Every one of these observations turned out to be false. Rather described the government of Hafizullah Amin as a “Moscow-installed puppet regime in Kabul.” But Amin had closer ties to the CIA than the KGB. Rather called the mujahedin “Afghan freedom fighters … in a  patriotic fight for home and hearth.” The mujahedin were scarcely fighting for freedom, in any sense Rather would have been comfortable with, but to impose one of the most repressive brands of Islamic fundamentalism known to the world, barbarous, ignorant and notably cruel to women.

It was a “fact,” Rather announced, that the Soviets had used chemical weapons against Afghan villagers … [and] that the mujahedin were severely underequipped, doing their best with Kalashnikov rifles taken from dead Soviet soldiers. In fact the mujahedin were well-equipped recipients of CIA-furnished weapons in the most expensive covert war the Agency had ever mounted. They did carry Soviet weapons, but they came courtesy of the CIA. Rather also showed news footage he claimed was of Soviet bombers strafing defenseless Afghan villages. This was staged, with the “Soviet bomber” actually a Pakistani air force plane on a training mission over northwest Pakistan.

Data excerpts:
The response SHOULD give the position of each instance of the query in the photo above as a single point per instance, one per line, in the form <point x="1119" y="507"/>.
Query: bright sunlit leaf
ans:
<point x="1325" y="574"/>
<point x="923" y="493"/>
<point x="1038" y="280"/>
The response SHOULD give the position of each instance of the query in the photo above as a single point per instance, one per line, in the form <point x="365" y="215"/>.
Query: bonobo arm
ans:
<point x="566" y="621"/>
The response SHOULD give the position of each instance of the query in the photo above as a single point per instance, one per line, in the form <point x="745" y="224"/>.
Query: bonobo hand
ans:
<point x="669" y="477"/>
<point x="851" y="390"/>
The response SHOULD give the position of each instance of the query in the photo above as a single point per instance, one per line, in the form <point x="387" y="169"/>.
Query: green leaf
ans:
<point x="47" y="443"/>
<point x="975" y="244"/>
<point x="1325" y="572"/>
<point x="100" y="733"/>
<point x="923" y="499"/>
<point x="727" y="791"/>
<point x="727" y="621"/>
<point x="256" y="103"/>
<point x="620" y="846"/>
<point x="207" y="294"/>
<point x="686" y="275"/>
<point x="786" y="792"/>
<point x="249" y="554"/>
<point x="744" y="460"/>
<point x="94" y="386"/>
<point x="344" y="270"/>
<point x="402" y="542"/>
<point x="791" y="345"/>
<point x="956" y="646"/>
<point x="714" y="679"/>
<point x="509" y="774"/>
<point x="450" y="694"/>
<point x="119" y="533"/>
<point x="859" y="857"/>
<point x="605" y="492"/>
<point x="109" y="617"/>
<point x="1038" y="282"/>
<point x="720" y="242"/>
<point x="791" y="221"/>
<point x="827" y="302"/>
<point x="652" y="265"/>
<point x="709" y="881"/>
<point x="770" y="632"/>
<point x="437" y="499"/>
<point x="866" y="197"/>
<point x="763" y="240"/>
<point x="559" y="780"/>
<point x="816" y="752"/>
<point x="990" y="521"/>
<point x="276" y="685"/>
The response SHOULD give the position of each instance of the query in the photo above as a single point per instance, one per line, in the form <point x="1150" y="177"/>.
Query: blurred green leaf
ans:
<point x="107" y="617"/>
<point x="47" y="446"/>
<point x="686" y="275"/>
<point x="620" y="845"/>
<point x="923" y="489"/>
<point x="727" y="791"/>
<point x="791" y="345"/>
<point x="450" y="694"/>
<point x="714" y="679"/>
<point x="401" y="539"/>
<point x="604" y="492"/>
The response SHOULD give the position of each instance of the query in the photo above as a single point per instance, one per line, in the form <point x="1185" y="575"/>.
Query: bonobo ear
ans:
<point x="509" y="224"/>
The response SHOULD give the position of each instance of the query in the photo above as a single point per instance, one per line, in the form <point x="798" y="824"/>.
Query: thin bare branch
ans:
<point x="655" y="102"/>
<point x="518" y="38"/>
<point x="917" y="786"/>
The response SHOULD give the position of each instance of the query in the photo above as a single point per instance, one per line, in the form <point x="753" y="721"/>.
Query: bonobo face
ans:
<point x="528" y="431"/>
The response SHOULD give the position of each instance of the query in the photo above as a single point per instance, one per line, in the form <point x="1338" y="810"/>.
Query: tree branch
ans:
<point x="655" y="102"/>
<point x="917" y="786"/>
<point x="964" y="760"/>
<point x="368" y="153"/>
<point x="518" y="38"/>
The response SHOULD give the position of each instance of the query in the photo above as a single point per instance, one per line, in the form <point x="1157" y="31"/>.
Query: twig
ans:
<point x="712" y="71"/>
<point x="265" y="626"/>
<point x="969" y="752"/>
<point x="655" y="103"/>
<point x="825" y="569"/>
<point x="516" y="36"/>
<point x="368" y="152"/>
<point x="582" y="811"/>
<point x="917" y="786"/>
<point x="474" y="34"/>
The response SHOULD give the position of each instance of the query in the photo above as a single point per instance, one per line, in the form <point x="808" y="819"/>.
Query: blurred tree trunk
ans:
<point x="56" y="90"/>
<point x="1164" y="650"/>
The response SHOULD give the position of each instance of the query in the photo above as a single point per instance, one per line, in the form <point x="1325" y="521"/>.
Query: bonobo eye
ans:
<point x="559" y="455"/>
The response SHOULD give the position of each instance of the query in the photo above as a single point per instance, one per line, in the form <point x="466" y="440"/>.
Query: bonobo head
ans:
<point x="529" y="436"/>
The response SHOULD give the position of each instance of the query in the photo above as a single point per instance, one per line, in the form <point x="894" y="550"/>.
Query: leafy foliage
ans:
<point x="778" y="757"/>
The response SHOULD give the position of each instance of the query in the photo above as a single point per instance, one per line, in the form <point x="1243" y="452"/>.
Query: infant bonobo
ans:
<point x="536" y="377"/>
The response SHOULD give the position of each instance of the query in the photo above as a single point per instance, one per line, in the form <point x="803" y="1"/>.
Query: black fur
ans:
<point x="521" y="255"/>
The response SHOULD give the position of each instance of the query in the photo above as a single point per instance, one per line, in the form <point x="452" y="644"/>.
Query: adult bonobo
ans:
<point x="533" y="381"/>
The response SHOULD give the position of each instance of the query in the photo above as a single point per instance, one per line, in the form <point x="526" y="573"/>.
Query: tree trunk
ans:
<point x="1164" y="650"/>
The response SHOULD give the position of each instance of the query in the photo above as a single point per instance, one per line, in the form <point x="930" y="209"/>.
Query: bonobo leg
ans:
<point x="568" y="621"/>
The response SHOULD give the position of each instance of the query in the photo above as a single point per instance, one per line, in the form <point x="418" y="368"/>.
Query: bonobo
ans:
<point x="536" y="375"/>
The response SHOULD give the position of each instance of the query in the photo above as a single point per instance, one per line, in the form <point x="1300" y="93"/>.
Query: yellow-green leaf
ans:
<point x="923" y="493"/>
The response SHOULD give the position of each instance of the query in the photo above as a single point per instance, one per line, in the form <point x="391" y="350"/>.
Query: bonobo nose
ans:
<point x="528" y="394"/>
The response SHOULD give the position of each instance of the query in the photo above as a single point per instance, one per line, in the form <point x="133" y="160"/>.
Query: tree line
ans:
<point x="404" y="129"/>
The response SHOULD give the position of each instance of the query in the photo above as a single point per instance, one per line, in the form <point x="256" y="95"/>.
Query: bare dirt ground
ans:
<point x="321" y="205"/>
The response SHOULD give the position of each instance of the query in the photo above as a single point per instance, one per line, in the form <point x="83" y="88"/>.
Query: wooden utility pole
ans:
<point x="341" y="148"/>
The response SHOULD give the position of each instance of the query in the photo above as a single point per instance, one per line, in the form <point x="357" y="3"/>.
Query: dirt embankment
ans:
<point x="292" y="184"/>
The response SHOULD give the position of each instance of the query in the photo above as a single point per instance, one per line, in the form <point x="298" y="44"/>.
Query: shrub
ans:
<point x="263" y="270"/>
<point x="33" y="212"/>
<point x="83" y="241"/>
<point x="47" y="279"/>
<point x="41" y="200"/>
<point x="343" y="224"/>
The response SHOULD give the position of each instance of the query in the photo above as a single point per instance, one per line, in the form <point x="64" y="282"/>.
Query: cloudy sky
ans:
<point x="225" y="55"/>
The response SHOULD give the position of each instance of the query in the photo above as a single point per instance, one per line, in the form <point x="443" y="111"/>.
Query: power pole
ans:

### TASK DIRECTIONS
Please answer these questions from the passage about Rather's Afghanistan reporting, one answer per line:
1. Which agency does it say Amin had closer ties to than the KGB?
2. Whose weapons does it say the mujahedin actually received?
3. What was the "Soviet bomber" in the footage actually?
The items are separate material with no connection to the passage about Rather's Afghanistan reporting.

### THE ANSWER
1. The CIA.
2. The CIA's.
3. A Pakistani air force plane on a training mission over northwest Pakistan.